Requirements:
Return, character for character, the lines from the one bearing "For each instance of the stone wall, set" through the end of the material. Omit everything before that line.

Data for this task:
· · · · ·

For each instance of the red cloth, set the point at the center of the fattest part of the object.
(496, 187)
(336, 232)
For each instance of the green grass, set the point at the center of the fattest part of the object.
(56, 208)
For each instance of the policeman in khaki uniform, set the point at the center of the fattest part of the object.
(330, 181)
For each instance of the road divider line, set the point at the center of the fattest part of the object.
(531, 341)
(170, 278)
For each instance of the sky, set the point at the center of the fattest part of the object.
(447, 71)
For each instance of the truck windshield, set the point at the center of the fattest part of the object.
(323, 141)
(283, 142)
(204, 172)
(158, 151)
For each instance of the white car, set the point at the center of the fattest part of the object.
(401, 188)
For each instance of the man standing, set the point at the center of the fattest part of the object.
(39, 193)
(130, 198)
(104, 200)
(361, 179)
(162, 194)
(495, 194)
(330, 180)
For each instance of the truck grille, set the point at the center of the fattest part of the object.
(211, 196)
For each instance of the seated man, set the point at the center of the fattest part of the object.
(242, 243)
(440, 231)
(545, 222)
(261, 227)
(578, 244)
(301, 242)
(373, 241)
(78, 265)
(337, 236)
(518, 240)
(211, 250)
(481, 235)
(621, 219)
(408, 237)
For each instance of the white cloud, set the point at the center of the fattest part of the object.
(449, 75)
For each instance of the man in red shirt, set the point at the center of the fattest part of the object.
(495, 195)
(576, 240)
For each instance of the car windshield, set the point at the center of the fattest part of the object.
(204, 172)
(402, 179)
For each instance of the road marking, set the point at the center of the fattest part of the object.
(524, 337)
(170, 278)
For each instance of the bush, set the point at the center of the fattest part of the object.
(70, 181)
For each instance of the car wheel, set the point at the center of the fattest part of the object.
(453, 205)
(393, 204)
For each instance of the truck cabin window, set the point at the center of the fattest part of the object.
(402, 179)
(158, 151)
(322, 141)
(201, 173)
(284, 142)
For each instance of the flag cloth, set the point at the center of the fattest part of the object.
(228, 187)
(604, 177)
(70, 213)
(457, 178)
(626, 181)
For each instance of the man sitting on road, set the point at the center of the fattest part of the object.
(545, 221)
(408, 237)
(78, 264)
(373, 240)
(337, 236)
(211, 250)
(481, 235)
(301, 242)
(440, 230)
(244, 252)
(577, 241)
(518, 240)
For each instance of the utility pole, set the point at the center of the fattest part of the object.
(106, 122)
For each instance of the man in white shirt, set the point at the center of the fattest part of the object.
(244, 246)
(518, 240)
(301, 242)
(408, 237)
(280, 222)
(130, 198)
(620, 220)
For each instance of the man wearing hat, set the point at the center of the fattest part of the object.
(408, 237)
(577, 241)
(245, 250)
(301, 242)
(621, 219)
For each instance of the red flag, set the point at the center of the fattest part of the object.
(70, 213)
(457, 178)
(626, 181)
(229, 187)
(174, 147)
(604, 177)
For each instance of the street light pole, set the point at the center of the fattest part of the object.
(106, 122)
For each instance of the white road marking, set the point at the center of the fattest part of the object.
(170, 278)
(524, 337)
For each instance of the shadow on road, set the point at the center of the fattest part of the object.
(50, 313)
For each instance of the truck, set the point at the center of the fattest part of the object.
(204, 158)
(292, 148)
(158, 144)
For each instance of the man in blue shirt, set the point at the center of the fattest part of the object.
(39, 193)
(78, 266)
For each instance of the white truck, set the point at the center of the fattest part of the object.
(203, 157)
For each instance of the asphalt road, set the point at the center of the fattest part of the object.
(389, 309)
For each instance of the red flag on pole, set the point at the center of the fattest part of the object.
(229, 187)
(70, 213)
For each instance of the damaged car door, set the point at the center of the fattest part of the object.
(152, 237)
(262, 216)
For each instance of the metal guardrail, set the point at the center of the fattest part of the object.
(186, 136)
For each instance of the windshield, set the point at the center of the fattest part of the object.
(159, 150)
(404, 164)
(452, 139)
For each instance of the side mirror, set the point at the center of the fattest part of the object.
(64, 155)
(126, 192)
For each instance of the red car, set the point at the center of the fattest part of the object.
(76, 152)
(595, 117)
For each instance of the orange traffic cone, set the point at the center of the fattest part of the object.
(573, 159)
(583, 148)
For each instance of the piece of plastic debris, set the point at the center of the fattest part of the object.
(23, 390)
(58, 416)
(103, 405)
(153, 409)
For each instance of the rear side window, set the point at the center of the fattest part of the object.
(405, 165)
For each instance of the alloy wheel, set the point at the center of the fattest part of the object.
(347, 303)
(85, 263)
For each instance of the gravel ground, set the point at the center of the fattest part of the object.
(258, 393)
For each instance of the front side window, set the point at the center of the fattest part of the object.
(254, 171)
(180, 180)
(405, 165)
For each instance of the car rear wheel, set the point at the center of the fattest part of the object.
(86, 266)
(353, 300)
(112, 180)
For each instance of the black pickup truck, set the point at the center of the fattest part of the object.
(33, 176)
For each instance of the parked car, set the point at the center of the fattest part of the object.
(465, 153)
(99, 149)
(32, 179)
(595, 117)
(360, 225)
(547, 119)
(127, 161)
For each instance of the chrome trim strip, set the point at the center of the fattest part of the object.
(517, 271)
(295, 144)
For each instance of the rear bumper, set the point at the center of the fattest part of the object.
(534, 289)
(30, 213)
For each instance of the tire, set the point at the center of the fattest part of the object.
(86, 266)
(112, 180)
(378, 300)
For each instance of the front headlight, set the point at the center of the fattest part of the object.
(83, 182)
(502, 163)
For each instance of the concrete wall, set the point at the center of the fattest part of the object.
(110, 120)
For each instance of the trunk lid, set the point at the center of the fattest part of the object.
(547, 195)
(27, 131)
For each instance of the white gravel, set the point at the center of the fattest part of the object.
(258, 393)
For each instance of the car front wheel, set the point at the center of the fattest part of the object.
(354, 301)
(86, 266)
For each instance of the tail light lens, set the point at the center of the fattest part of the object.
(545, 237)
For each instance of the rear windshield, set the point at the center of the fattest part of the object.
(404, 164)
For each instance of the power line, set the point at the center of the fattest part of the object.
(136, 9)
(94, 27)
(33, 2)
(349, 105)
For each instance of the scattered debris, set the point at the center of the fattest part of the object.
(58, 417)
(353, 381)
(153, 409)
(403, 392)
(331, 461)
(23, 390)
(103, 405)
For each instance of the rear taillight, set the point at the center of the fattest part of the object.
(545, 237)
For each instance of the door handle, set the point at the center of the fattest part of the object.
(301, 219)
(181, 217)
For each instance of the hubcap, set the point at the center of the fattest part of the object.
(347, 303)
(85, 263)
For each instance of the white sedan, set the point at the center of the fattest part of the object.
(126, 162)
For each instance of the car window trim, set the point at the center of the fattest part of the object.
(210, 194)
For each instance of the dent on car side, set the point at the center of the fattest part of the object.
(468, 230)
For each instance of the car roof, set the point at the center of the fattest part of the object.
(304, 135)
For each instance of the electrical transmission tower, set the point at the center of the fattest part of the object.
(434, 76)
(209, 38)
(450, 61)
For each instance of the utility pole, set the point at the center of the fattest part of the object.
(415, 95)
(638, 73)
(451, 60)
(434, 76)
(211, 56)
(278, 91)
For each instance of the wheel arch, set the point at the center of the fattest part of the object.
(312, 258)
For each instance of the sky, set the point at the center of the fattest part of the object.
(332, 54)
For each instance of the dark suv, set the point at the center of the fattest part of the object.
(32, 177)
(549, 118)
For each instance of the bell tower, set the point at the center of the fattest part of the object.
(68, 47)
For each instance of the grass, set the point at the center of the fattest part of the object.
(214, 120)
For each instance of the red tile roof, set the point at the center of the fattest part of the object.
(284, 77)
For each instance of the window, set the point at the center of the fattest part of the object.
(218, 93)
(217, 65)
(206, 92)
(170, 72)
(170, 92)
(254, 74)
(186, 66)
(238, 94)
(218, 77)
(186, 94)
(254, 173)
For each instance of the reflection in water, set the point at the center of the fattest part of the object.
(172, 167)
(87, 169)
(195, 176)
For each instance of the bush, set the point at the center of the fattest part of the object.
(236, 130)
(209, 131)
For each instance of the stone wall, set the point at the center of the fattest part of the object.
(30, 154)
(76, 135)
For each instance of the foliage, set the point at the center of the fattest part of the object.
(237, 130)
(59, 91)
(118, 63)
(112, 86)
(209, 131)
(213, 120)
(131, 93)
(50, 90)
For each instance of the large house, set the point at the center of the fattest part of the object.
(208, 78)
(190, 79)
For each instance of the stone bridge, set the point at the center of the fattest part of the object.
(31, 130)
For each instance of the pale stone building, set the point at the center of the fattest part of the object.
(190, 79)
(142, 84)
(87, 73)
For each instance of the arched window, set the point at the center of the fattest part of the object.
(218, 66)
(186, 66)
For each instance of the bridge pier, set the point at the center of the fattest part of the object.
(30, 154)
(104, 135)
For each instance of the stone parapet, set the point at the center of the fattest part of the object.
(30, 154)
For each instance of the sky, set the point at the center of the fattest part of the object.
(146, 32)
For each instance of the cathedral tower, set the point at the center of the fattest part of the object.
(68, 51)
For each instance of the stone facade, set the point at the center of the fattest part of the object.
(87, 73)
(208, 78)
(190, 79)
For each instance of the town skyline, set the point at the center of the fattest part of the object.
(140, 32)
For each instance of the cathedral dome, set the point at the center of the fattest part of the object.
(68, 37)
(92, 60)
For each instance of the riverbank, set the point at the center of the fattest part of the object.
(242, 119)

· · · · ·

Full response:
For each instance of the stone wall, set the point at the center of the fattest part of the object.
(30, 154)
(76, 135)
For each instance of the foliage, set the point at the center of the fattest part of the object.
(237, 130)
(59, 91)
(118, 63)
(112, 86)
(209, 131)
(213, 120)
(131, 93)
(50, 90)
For each instance of the large house, set the point at the center of the fattest part of the object.
(208, 78)
(190, 79)
For each instance of the stone bridge, set the point at the center of the fattest part of the object.
(31, 130)
For each instance of the pale stone building, set the point at the center of the fattest part of the object.
(190, 79)
(142, 84)
(87, 73)
For each instance of the arched window, set the point at the center of the fattest part of the object.
(218, 66)
(186, 66)
For each instance of the bridge pier, set the point at the center of the fattest part of the object.
(30, 154)
(104, 135)
For each instance of the stone parapet, set the point at the center of the fattest part of the object.
(30, 154)
For each instance of the sky, set the point at the center of the fattest part of the object.
(146, 32)
For each instance of the cathedral tower, set the point at the center of the fattest part of the object.
(68, 51)
For each instance of the stone facade, set the point at the center of the fattest part of the object.
(87, 73)
(208, 78)
(190, 79)
For each instance of the town skyline, set the point at the center of the fattest part of the object.
(140, 32)
For each instance of the cathedral dome, set the point at the center of the fattest part of the object.
(68, 37)
(92, 60)
For each instance of the riverbank, set the point at the center of the fattest part of the object.
(242, 119)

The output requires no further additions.